Work request: Find every line in the records below that holds the word "pink", and copy each one.

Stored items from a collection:
****

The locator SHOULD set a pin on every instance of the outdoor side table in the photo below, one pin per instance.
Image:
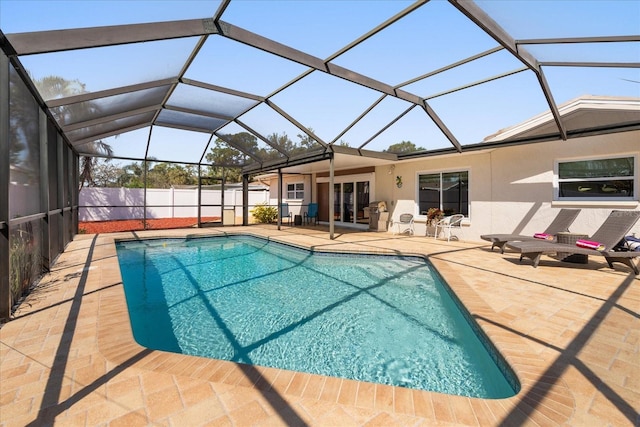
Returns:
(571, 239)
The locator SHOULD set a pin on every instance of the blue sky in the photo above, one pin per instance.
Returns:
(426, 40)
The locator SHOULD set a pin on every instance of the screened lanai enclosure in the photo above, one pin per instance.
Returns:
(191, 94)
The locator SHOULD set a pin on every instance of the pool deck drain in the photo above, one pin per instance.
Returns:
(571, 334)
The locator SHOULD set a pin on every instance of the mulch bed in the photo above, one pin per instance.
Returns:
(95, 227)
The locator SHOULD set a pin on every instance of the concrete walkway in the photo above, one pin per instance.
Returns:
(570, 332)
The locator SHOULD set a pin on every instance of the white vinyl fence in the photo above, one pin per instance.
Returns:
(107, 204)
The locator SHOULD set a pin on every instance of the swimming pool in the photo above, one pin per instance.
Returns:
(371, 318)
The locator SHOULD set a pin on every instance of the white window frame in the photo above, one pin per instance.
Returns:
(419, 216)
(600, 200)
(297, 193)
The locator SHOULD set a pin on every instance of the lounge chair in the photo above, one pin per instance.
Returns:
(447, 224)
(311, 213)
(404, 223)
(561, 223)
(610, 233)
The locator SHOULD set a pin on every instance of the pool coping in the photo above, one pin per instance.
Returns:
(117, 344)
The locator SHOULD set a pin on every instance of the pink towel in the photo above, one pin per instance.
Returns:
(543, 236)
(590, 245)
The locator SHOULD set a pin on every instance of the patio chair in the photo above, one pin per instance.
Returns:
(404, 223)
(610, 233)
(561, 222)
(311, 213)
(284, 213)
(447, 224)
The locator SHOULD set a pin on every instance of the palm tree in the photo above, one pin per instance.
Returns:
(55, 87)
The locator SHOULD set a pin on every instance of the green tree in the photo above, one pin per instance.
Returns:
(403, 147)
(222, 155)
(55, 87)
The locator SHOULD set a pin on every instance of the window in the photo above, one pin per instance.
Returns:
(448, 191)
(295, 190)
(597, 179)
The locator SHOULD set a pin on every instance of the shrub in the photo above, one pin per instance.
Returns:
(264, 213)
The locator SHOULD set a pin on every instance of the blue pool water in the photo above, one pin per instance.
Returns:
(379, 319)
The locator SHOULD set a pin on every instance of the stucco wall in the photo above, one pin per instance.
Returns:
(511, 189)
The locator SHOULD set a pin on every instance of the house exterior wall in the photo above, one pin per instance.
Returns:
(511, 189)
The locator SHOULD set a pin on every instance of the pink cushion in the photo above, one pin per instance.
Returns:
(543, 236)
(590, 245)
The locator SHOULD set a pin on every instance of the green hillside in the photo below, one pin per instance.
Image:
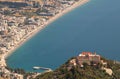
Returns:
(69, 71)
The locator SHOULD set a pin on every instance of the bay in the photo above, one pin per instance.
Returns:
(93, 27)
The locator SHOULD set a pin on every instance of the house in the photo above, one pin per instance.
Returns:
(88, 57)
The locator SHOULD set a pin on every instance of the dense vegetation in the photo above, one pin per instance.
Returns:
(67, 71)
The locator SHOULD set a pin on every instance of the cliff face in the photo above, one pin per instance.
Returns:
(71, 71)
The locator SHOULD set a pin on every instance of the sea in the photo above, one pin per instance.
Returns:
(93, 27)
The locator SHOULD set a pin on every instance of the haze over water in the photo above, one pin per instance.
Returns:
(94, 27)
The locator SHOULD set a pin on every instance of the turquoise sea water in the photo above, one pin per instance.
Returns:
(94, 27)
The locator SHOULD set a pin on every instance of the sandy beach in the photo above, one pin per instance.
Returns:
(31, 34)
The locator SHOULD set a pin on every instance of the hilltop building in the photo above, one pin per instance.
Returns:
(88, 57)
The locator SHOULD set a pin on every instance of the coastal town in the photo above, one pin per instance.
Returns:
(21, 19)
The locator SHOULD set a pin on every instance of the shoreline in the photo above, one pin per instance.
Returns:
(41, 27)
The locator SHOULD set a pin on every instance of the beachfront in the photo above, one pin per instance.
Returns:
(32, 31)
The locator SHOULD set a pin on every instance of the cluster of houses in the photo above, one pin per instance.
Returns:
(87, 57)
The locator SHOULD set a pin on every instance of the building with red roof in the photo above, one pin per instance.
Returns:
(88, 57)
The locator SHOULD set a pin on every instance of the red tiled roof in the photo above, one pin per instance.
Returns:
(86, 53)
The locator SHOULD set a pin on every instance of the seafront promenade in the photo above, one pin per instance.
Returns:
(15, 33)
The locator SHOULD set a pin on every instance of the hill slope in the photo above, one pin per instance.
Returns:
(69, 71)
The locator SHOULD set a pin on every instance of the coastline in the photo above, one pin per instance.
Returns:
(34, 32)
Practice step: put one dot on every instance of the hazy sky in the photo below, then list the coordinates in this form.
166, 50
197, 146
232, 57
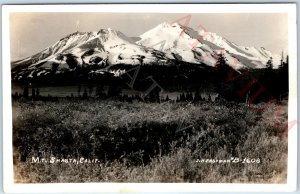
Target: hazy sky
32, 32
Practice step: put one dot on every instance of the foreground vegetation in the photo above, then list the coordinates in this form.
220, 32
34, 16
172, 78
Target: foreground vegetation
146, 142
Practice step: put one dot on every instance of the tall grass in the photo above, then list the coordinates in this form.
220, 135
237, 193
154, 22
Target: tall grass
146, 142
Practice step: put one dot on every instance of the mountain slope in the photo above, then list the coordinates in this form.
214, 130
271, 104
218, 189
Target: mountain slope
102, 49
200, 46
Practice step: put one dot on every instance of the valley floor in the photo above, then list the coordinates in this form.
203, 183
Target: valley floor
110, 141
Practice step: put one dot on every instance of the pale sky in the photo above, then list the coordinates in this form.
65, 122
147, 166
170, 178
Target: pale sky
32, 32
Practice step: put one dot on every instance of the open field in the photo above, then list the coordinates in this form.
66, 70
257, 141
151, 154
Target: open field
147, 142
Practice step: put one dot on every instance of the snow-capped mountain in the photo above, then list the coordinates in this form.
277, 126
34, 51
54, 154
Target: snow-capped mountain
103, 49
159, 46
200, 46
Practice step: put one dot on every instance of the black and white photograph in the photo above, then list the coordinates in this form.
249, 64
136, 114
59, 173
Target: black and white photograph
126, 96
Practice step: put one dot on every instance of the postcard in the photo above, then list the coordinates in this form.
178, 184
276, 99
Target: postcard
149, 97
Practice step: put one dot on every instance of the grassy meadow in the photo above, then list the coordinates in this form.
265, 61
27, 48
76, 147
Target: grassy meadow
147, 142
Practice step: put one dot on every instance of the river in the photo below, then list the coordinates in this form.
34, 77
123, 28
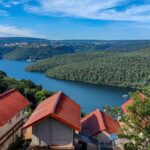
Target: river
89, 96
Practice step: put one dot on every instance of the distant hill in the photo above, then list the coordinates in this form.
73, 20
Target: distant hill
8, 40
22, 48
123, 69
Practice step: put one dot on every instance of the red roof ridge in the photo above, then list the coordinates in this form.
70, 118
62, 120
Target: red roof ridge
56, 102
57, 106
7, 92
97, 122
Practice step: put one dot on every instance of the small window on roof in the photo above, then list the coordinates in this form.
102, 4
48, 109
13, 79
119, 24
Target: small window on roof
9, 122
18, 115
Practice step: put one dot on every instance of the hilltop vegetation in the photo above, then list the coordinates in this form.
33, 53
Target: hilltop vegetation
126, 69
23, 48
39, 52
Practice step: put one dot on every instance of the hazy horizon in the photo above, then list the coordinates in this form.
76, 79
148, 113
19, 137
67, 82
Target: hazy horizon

****

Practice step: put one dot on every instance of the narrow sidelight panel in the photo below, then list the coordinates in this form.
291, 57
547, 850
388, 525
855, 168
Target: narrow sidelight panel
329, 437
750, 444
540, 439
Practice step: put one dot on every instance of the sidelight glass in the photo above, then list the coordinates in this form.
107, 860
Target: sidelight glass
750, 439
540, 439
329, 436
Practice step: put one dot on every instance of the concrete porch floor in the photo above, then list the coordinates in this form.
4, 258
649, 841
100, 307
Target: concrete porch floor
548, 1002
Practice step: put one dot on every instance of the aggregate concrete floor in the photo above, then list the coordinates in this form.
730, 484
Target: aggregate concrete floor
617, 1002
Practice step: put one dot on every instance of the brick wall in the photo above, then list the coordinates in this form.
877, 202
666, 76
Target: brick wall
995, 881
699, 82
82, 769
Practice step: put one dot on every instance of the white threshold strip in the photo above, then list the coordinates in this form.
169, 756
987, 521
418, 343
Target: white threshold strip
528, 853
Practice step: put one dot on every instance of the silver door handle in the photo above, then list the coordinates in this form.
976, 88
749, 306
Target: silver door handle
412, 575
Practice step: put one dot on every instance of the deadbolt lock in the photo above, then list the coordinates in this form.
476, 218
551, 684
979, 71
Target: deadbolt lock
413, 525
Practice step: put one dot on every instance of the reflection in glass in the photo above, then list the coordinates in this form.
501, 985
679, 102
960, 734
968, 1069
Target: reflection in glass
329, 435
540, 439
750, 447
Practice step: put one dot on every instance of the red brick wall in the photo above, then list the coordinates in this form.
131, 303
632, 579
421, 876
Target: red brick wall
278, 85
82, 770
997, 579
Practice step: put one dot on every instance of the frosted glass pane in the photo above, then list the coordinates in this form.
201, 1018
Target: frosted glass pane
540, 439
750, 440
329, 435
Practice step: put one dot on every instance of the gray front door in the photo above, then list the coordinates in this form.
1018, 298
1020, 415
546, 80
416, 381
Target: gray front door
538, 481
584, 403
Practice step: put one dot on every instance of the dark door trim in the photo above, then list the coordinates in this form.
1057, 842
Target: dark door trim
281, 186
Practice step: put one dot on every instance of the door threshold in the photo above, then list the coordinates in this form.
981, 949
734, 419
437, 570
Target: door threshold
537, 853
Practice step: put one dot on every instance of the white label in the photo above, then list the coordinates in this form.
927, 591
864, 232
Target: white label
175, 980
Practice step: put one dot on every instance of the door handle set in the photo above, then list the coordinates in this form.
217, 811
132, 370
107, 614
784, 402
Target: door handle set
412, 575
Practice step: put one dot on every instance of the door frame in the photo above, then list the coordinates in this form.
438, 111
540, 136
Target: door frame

****

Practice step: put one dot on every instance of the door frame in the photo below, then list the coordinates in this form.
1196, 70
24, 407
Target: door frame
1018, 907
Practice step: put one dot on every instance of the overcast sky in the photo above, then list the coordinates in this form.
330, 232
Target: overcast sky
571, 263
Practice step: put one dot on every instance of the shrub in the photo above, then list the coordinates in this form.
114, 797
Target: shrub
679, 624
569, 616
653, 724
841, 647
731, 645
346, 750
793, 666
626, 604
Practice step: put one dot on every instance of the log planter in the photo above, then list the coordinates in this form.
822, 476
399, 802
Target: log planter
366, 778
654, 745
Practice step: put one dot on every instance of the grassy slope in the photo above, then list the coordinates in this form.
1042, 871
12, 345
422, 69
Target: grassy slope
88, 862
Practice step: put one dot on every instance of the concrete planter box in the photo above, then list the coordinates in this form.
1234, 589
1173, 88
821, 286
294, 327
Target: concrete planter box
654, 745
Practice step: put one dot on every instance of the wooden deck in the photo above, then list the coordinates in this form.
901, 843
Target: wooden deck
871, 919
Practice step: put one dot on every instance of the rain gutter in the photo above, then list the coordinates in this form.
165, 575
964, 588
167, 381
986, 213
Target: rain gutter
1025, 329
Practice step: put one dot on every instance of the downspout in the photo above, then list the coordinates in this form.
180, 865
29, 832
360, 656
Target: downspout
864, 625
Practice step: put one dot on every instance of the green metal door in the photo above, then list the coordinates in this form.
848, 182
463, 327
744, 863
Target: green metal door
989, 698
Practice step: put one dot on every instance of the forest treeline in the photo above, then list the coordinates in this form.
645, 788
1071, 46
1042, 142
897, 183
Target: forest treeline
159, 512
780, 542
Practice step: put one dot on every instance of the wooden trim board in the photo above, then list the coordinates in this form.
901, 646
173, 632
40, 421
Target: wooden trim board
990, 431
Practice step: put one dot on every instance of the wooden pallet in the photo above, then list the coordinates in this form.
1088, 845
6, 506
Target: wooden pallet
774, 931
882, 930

****

Answer to the problem:
The locator SHOULD set a pin on every instance of the pink towel in the photo above, one pin per instance.
The locator SHOULD set a pin on every instance of the pink cushion in the photo above, one pin per instance.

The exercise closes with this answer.